Excerpt from a dataset:
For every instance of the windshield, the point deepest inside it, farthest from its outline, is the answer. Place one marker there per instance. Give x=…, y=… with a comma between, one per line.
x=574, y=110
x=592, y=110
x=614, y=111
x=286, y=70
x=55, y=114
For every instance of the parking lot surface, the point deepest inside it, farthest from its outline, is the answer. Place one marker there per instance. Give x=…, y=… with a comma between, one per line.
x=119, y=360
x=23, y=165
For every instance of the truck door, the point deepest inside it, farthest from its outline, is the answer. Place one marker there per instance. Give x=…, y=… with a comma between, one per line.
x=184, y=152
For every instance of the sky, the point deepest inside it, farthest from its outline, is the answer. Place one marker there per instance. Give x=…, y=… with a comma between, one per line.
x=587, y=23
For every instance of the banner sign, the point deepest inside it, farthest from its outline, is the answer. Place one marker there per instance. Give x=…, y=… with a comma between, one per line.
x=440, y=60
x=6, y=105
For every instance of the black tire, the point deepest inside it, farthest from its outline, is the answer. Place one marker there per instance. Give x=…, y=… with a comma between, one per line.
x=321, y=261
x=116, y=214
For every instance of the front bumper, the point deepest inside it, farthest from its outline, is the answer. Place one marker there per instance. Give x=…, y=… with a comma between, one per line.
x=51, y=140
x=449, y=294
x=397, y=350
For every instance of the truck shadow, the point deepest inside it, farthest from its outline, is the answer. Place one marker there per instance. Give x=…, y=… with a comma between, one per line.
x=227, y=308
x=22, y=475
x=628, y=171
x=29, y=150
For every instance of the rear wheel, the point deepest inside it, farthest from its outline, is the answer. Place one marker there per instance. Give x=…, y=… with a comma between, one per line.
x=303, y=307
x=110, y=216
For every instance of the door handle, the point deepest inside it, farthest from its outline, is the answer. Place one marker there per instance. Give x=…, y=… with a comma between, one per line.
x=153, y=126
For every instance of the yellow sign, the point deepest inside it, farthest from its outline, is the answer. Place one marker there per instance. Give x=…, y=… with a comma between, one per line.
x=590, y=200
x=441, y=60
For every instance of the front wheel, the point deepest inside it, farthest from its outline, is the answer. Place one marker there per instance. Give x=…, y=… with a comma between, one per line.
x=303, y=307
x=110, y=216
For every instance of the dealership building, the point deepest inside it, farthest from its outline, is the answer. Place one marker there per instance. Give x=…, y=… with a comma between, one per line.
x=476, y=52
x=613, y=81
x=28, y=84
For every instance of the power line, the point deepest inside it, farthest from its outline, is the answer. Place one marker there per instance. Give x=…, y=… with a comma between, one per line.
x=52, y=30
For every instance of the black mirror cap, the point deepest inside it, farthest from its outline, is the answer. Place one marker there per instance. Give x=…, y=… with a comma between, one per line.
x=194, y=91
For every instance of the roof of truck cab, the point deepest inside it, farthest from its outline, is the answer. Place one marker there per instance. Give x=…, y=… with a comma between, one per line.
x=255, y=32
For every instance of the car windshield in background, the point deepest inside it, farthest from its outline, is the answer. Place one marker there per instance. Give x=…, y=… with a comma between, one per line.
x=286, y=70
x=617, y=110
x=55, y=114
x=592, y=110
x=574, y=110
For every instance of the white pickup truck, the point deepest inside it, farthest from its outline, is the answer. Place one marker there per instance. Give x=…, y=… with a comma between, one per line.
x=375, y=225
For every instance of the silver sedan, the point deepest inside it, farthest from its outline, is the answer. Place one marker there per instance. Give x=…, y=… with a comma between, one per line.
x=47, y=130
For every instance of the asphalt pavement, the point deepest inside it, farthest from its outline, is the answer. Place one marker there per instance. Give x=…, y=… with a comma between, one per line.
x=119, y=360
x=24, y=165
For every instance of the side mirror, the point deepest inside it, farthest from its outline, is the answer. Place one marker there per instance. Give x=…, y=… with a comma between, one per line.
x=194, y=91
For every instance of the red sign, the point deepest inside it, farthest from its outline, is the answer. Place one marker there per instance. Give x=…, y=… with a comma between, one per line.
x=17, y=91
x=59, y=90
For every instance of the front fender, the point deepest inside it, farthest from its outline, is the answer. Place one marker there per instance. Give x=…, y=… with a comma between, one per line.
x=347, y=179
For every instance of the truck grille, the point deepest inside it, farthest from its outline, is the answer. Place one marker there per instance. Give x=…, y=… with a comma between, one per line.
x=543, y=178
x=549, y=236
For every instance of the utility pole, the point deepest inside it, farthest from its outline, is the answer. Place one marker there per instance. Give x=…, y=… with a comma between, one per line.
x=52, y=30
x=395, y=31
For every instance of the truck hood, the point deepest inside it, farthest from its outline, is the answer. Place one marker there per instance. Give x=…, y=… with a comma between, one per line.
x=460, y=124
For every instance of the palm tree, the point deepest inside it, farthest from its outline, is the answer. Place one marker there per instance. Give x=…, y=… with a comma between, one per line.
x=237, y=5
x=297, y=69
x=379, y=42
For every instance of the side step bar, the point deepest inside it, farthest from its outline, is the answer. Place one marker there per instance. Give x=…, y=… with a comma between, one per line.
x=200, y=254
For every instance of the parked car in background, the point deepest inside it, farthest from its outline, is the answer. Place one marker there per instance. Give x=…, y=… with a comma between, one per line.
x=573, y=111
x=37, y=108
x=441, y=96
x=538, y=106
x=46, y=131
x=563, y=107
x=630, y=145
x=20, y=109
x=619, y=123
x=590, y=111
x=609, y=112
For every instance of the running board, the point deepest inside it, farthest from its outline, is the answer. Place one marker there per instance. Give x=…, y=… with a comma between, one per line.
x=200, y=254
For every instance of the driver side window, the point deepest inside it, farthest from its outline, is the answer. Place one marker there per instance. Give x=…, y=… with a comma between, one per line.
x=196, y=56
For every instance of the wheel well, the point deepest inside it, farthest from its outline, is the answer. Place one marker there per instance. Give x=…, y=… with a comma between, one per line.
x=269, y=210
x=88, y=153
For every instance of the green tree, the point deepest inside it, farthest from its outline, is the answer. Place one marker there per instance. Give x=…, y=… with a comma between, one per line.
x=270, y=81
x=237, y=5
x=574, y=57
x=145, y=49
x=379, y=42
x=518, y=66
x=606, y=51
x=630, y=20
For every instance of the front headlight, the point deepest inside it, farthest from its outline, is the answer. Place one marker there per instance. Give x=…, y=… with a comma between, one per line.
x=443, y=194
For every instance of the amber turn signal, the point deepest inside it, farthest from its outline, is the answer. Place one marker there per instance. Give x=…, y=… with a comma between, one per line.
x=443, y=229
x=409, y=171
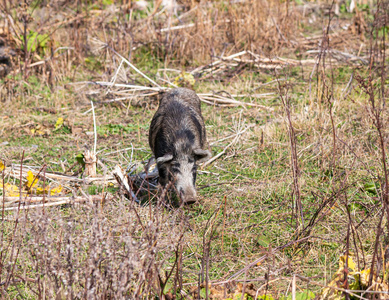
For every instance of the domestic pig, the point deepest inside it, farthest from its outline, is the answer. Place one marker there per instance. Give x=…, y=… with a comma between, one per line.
x=178, y=140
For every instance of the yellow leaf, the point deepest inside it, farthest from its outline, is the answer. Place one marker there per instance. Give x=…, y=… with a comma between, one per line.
x=31, y=180
x=53, y=191
x=59, y=123
x=365, y=276
x=11, y=190
x=185, y=80
x=350, y=263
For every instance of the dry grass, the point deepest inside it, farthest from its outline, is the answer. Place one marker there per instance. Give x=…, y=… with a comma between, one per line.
x=248, y=233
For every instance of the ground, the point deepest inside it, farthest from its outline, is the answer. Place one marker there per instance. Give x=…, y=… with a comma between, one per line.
x=299, y=190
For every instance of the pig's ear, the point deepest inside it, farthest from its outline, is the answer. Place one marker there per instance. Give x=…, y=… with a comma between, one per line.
x=164, y=159
x=201, y=155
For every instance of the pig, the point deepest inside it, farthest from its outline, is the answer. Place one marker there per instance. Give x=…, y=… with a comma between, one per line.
x=178, y=140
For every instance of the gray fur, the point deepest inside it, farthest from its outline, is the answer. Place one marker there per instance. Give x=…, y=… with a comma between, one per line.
x=178, y=140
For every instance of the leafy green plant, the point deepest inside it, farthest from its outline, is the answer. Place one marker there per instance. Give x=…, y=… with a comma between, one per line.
x=36, y=41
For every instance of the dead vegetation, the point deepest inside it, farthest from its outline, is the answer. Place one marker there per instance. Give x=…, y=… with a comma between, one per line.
x=294, y=203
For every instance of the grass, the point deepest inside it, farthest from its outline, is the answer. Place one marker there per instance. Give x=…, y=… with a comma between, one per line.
x=247, y=206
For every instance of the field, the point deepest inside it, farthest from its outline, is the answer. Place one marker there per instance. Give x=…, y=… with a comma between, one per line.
x=294, y=203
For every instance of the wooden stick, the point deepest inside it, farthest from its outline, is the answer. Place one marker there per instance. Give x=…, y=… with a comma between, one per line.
x=67, y=200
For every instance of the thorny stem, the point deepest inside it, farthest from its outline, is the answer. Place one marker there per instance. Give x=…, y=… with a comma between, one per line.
x=292, y=138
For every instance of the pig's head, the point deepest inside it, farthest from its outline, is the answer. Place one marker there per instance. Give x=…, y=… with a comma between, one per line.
x=181, y=170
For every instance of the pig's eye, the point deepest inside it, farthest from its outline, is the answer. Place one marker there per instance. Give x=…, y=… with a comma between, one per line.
x=176, y=170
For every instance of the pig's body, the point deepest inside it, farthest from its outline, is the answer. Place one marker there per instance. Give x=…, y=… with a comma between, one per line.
x=178, y=140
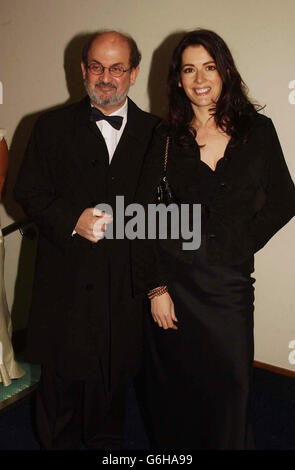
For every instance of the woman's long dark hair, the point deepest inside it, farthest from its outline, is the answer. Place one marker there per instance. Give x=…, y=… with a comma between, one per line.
x=233, y=111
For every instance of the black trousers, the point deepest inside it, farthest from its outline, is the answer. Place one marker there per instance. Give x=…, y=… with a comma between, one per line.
x=68, y=413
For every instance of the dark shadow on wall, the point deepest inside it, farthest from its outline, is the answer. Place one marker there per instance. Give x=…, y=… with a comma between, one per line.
x=157, y=81
x=25, y=272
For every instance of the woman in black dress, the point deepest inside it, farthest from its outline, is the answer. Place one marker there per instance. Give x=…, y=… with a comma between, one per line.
x=224, y=155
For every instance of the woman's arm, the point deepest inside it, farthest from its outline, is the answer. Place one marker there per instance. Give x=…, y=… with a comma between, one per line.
x=3, y=164
x=279, y=205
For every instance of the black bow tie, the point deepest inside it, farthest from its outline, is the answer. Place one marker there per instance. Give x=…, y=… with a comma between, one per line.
x=97, y=115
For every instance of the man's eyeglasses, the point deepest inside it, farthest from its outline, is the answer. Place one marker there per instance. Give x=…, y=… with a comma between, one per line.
x=115, y=70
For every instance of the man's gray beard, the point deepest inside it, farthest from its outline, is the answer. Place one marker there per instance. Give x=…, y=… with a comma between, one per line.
x=105, y=102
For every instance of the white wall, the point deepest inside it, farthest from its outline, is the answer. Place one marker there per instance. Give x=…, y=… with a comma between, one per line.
x=260, y=34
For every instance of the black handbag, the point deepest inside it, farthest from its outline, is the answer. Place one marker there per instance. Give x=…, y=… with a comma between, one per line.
x=164, y=192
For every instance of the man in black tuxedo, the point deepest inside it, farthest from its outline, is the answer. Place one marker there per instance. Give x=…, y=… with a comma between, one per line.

### Task
Extract, exactly, the lines above that begin at the line containing "For every instance of the man's gray" and end at the final line of the records; add no other text.

### Exercise result
For every instance of the man's gray beard, the point deepest inside it, farthest from its outline, is the answer. Place one marker there per instance. Give x=…, y=… with a comma between, one per line.
x=105, y=102
For every instance of the white wall, the point deepest inside it, farthest from its outline, is the answer. Place one marker there per instance. Give x=…, y=… with a comma between, one per line.
x=260, y=34
For every instance of the black handbag, the point deepest inside it, farthest from its outline, is the answer. Place one marker there per instance. Give x=…, y=… with a comma between, one per line.
x=164, y=192
For every instance of the man in black tuxedo, the point deepest inside it, farthest from its outline, is the answer. Place one marker there per instance. Give x=…, y=… with a comma between, one per line.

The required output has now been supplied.